_Requirements:_ Give all of the items below as a two-column CSV with the columns "query" and "answer", one row per item. Put each field in quotation marks and replace any line breaks inside a field with spaces.

_Given entries:_

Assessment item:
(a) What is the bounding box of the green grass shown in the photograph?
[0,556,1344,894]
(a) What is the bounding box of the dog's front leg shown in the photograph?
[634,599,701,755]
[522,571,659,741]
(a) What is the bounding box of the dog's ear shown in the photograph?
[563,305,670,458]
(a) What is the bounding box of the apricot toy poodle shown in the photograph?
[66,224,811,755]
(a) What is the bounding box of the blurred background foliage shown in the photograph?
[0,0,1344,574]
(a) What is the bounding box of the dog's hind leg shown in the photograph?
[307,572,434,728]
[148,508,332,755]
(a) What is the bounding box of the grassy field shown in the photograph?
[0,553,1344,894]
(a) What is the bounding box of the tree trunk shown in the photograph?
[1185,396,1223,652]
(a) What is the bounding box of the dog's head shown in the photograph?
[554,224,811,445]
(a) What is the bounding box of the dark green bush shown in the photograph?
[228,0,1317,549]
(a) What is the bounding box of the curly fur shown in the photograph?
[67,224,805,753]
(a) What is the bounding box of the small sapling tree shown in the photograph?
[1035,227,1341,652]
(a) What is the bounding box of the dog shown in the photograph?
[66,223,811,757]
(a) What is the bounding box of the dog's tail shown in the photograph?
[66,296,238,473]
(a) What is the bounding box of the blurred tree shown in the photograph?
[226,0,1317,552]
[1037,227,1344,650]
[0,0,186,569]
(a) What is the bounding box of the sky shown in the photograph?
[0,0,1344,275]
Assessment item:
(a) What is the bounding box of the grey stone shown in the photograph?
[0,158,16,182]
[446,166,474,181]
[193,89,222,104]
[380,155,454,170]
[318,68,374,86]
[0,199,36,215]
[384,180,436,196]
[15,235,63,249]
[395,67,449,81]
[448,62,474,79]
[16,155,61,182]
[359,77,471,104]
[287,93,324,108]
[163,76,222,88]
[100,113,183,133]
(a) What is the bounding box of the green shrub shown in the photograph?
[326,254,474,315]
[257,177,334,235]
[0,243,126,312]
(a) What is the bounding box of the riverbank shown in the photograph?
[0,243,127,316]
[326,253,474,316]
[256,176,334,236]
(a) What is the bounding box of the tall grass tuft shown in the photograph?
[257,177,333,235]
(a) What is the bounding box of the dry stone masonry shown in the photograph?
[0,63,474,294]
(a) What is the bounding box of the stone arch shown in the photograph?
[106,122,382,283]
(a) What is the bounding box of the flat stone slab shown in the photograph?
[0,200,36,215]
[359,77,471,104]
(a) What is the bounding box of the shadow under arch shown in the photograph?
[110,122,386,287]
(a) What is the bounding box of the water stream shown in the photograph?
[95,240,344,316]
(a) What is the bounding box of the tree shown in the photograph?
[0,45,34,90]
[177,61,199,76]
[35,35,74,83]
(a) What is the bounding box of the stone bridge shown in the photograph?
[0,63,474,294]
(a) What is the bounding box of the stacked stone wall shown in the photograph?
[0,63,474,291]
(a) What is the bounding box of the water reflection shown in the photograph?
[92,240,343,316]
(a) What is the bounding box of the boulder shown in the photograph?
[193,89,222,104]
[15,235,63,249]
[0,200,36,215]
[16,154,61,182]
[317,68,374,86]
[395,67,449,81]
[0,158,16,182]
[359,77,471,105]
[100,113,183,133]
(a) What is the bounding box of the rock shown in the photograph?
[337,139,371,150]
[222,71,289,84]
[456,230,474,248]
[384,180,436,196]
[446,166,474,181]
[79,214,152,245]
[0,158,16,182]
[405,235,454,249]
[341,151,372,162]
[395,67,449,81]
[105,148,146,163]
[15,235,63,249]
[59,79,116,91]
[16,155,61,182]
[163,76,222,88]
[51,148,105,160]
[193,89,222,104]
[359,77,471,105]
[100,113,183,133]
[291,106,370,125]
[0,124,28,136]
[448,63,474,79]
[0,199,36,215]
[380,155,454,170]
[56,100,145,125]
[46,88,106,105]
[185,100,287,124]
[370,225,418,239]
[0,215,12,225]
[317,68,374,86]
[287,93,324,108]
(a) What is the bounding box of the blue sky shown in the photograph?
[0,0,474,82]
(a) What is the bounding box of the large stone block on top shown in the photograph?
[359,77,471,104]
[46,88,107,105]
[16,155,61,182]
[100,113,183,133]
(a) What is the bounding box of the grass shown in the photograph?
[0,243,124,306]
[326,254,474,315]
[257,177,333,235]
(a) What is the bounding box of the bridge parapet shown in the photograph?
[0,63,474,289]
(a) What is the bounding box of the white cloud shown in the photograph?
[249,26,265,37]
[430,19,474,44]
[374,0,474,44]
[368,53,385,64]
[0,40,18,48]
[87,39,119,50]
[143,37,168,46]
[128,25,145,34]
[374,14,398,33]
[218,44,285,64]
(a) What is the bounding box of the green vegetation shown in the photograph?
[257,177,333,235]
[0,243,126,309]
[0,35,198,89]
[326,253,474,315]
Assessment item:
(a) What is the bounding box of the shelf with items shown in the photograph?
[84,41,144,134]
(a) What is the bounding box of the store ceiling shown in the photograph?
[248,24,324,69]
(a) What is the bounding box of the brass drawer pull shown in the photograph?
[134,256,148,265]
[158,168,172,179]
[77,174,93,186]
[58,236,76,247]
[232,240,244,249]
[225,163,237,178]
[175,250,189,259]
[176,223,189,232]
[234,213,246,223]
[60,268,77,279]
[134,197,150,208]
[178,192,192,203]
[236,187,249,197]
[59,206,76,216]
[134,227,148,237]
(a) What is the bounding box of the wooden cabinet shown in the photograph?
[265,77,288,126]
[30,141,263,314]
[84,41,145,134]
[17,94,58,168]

_Expected output:_
query,answer
"Assessment item: (a) What is the bounding box of the green grass shown in the photograph?","[0,556,1344,894]"
"(a) What is the bounding box of the dog's front leg shown in the photograph?","[634,599,701,755] [522,571,659,741]"
"(a) What is the bounding box of the dog's ear shown in the photograph?","[563,305,670,458]"
"(a) What is the bounding box of the apricot toy poodle shown in the photograph?","[66,224,811,755]"
"(a) What is the bounding box of the blurred background foliage shown in the photograph?","[0,0,1344,574]"
"(a) What is the bounding box of the dog's hind leg shown in the photograph?","[307,572,434,728] [148,508,332,755]"
"(a) What is the bounding box of the grassy field shown in the photograph?","[0,553,1344,894]"
"(a) What is the bounding box of the tree trunk shown in the photograph?","[1185,396,1223,652]"
"(a) What is the bounding box of the dog's head shown in the photograph?","[554,224,811,445]"
"(a) What is the bounding box of the dark green bush shown in the photograph?","[228,0,1317,549]"
"(a) What is the bounding box of the curly fur shown in the photograph?","[67,224,805,753]"
"(a) What is the bounding box of the small sapling tree shown in the photograph?","[1035,227,1341,652]"
"(a) What is the bounding box of the dog shown in the photograph?","[66,223,811,757]"
"(a) What is the bounding box of the dog's tail shown in the photograph?","[66,296,238,473]"
"(a) What is the bounding box of the blurred tree shown in the photograph?","[226,0,1317,552] [1037,227,1344,650] [0,0,186,569]"
"(a) What is the bounding box of the sky shown in the photograph?","[0,0,1344,275]"
"Assessment item: (a) What is the bounding box of the grey stone shown in the photograph?","[0,158,16,182] [446,166,474,181] [193,89,222,104] [380,155,454,170] [318,68,374,86] [0,199,36,215] [384,180,436,196] [15,235,63,249] [395,67,449,81] [448,62,474,79] [16,155,61,182] [359,77,471,104] [287,93,324,108] [163,76,222,88] [100,113,183,133]"
"(a) What is the bounding box of the green shrub shown in the photograph?","[326,254,474,315] [257,177,334,235] [0,243,126,312]"
"(a) What is the bounding box of the riverbank shown in the photograph?","[0,243,127,316] [326,253,474,316] [256,176,334,236]"
"(a) What is the bounding box of the tall grass tuft shown in the photograph?","[257,177,333,235]"
"(a) What is the bounding box of the dry stone masonry shown in the photograph?","[0,63,474,294]"
"(a) What is the bounding box of the stone arch shown in the photograph?","[106,122,382,283]"
"(a) What is the bounding box of the flat stone slab shown in the photograph?","[0,200,36,215] [359,77,471,104]"
"(a) What is the bounding box of the shadow under arch shown in the photograph?","[110,122,386,287]"
"(a) What is the bounding box of the water stream shown in the photograph?","[95,240,344,316]"
"(a) What is the bounding box of the tree shown in the photograph?","[0,45,34,90] [177,61,199,76] [35,35,74,83]"
"(a) What is the bounding box of the stone bridge shown in the photograph?","[0,63,474,294]"
"(a) What is the bounding box of the stacked stone wall shown in the photograph?","[0,63,474,291]"
"(a) What is the bounding box of the water reflection shown in the photograph?","[92,240,343,316]"
"(a) What is the bounding box of the boulder shown in the photograph?","[193,89,222,104] [15,235,63,249] [0,200,36,215] [16,154,61,182] [317,68,374,86] [395,67,449,81] [0,158,16,182] [359,77,471,105] [100,113,183,133]"
"(a) What is the bounding box of the rock shown in the photograph?","[337,139,371,150] [222,71,289,84] [456,230,474,248] [384,180,436,196] [446,166,474,181] [79,214,152,245] [0,158,16,182] [405,235,454,249] [341,151,372,162] [395,67,449,81] [105,148,146,163] [15,235,63,249] [59,79,116,91] [16,155,61,182] [163,76,222,88] [51,148,105,160] [193,89,222,104] [359,77,471,105] [100,113,183,133] [291,106,370,125] [0,124,28,136] [448,63,474,79] [0,199,36,215] [380,155,454,170] [56,100,145,125] [46,88,106,105] [185,100,287,124] [370,225,418,239] [0,215,12,225] [317,68,374,86] [287,93,324,108]"
"(a) What is the bounding box of the blue sky shown in the photograph?","[0,0,474,82]"
"(a) What is the bounding box of the large stone block on top shown in the photograph?","[359,77,471,104] [46,88,107,105] [16,155,61,182] [100,113,183,133]"
"(a) What is the bounding box of the grass shown in the photograph?","[0,243,124,306] [326,254,474,315] [257,177,333,235]"
"(a) What is the bounding box of the bridge parapet shown in the photograph?","[0,63,474,289]"
"(a) What is the bounding box of the white cloud shown in the photograph?","[249,26,265,37] [430,19,474,44] [374,0,474,44] [368,53,385,64] [0,40,18,48] [87,39,119,50] [143,37,168,46] [128,25,145,34] [374,14,398,33] [218,44,285,64]"
"(a) What is the bounding box of the green vegetation shown in the photograph?","[257,177,333,235] [0,243,126,309] [0,35,198,89] [326,253,474,315]"
"Assessment item: (a) What is the bounding box of the shelf with items shown in the photograph?","[84,41,144,134]"
"(a) What is the bounding box of the store ceiling shown in the photograph?","[248,24,324,69]"
"(a) What is the bounding box of the brass drawer pull shown in the photograph?","[134,256,148,265] [158,168,172,179] [77,174,93,186] [58,236,76,247] [232,240,244,249] [225,163,237,178] [175,250,189,259] [176,223,189,232] [234,213,246,223] [60,268,77,279] [134,197,150,208] [178,192,192,203] [236,187,249,197] [59,206,76,216] [134,227,148,237]"
"(a) What is the bounding box of the wooden cabinet shown in the photograph?","[265,77,288,126] [30,141,263,314] [84,41,145,134] [17,94,58,168]"